Written task
Quote the lines from the line holding "[tag] one dot per instance, sample [271,298]." to the very end of the listing, exactly, and no others.

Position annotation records
◇ ◇ ◇ ◇ ◇ ◇ ◇

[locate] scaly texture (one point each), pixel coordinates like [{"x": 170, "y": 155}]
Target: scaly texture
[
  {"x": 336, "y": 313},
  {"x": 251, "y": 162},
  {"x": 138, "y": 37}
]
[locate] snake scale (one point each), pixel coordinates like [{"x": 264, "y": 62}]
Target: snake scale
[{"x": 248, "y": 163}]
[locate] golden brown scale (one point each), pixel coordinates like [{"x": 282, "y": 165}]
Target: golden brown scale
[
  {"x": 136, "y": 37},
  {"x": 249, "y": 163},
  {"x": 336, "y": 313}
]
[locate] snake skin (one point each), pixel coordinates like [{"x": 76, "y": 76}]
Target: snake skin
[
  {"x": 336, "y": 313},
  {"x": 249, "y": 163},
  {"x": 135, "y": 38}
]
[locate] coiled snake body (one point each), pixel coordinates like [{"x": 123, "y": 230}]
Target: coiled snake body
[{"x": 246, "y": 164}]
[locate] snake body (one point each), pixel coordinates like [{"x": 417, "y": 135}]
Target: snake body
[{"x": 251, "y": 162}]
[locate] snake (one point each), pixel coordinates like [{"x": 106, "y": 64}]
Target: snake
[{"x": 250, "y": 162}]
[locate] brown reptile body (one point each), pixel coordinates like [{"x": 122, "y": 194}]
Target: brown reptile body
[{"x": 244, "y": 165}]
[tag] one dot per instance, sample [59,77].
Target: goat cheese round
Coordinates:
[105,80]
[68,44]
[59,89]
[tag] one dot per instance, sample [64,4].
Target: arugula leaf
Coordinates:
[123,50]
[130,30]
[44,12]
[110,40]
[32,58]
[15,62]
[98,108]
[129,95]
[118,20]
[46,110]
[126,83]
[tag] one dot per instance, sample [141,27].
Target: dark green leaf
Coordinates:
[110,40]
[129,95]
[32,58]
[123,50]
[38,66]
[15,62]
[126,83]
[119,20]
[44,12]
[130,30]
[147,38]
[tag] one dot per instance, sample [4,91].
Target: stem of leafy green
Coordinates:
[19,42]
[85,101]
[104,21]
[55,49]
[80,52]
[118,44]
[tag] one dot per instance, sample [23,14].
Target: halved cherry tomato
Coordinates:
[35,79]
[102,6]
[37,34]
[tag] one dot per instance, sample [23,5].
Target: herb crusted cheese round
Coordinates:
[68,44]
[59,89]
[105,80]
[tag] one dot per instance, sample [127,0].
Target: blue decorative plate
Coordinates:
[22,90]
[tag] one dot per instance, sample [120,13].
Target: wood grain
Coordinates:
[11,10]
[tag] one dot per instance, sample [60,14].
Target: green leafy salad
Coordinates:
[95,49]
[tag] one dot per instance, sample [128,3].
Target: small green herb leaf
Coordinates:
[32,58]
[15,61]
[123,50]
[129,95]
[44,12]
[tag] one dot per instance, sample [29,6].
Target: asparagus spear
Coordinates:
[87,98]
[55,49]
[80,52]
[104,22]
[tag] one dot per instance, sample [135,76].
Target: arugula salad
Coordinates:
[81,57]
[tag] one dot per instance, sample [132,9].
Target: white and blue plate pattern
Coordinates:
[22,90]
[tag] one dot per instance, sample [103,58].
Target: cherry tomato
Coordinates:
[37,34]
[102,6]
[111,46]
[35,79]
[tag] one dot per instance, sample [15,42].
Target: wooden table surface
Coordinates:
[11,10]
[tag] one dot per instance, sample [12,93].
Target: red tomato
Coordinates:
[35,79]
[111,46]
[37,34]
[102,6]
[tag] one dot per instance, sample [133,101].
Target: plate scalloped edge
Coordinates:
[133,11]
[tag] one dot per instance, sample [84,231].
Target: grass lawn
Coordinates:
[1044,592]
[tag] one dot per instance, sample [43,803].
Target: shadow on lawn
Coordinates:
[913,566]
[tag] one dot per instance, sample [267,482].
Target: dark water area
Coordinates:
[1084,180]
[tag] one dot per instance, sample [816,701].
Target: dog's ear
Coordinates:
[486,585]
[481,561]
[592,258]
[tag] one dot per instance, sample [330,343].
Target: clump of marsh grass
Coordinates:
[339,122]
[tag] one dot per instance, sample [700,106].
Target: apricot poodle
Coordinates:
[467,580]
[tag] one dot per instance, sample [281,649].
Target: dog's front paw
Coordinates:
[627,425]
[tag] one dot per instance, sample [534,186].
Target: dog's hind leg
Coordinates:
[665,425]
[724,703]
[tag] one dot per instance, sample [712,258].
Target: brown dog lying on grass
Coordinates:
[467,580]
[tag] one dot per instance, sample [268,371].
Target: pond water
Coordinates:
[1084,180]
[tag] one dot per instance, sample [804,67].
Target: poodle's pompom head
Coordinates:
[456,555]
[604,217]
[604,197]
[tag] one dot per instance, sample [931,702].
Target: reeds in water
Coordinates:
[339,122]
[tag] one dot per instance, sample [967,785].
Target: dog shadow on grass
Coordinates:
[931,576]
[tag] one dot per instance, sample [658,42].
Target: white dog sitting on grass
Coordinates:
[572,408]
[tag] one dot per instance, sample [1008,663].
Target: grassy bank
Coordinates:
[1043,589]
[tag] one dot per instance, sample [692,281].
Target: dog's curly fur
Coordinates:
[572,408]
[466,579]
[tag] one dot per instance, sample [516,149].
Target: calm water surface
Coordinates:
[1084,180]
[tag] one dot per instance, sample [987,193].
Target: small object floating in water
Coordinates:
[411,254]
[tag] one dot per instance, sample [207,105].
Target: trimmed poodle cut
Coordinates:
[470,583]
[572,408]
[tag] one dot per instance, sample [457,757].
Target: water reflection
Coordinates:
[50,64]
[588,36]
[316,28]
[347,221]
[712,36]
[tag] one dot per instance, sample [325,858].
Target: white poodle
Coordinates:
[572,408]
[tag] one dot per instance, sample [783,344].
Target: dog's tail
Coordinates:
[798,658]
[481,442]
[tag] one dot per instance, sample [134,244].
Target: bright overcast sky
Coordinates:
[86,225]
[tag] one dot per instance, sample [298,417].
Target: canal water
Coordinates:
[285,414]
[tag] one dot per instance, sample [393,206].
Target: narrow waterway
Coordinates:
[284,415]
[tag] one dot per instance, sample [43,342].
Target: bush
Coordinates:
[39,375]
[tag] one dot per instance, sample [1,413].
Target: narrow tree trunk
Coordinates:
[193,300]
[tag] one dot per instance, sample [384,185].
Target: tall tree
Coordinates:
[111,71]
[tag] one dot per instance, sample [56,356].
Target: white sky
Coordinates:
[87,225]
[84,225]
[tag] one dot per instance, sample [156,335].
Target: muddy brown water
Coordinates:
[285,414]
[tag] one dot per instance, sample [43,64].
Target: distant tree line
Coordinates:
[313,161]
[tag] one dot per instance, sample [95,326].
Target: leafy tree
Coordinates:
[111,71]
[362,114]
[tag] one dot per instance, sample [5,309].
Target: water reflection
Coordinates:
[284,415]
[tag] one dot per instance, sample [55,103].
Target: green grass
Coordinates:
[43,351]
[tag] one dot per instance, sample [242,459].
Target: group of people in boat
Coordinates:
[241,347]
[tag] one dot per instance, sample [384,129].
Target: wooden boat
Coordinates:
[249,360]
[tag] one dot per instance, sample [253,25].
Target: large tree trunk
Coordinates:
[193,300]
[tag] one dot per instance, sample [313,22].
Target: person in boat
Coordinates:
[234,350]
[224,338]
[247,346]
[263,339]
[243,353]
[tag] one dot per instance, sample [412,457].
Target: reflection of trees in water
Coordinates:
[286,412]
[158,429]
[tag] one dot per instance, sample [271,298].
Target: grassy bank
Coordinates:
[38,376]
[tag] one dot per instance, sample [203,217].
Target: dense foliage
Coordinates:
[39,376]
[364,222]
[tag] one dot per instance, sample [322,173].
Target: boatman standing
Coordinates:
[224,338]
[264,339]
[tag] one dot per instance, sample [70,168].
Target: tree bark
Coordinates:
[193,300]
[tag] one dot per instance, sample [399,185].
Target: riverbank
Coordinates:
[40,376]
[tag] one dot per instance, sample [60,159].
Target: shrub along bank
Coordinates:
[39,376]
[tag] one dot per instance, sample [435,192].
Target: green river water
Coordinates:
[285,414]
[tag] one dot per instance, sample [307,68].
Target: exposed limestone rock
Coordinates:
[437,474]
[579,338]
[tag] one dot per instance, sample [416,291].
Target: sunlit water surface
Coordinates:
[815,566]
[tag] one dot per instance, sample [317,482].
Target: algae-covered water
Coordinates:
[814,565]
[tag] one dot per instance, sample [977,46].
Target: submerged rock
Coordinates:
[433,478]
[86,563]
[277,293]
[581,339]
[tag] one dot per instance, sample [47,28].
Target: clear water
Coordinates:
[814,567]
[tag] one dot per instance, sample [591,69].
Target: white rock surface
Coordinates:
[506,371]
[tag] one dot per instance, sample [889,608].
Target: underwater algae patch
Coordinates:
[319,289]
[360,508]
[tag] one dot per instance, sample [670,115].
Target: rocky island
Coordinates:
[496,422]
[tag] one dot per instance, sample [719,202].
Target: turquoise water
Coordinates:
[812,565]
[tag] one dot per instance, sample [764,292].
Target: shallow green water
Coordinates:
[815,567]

◇ ◇ ◇ ◇ ◇ ◇ ◇

Written response
[tag] one dot per instance, sample [271,298].
Target: grassy bank
Coordinates:
[38,376]
[tag] one dot per instance, sample [203,217].
Target: dense foliage
Coordinates:
[39,376]
[364,222]
[tag] one dot per instance, sample [322,173].
Target: boatman standing
Coordinates:
[224,338]
[264,339]
[tag] one dot per instance, sample [70,168].
Target: tree bark
Coordinates:
[193,300]
[tag] one dot per instance, sample [399,185].
Target: riverbank
Coordinates:
[40,376]
[tag] one dot per instance, sample [60,159].
Target: shrub along bank
Coordinates:
[39,376]
[tag] one dot per instance, sample [435,192].
Target: green river water
Coordinates:
[285,414]
[tag] one dot per instance, sample [307,68].
Target: exposed limestone rock
Coordinates:
[437,474]
[579,338]
[tag] one dot per instance, sample [416,291].
Target: sunlit water surface
Coordinates:
[815,566]
[tag] one dot per instance, sample [317,482].
Target: algae-covered water
Coordinates:
[814,565]
[tag] one dot per instance, sample [977,46].
Target: submerged rock
Coordinates:
[433,478]
[86,563]
[277,293]
[581,339]
[tag] one dot per instance, sample [47,28].
Target: clear water
Coordinates:
[814,567]
[tag] one dot per instance, sample [591,69].
Target: white rock surface
Coordinates:
[506,371]
[tag] one dot per instance, sample [889,608].
Target: underwater algae patch
Coordinates:
[319,289]
[360,508]
[tag] one dot per instance, sample [670,115].
Target: rocky island
Coordinates:
[496,422]
[tag] one dot per instance, sample [719,202].
Target: turquoise water
Coordinates:
[812,565]
[tag] one dot per instance, sample [764,292].
Target: shallow green water
Coordinates:
[815,567]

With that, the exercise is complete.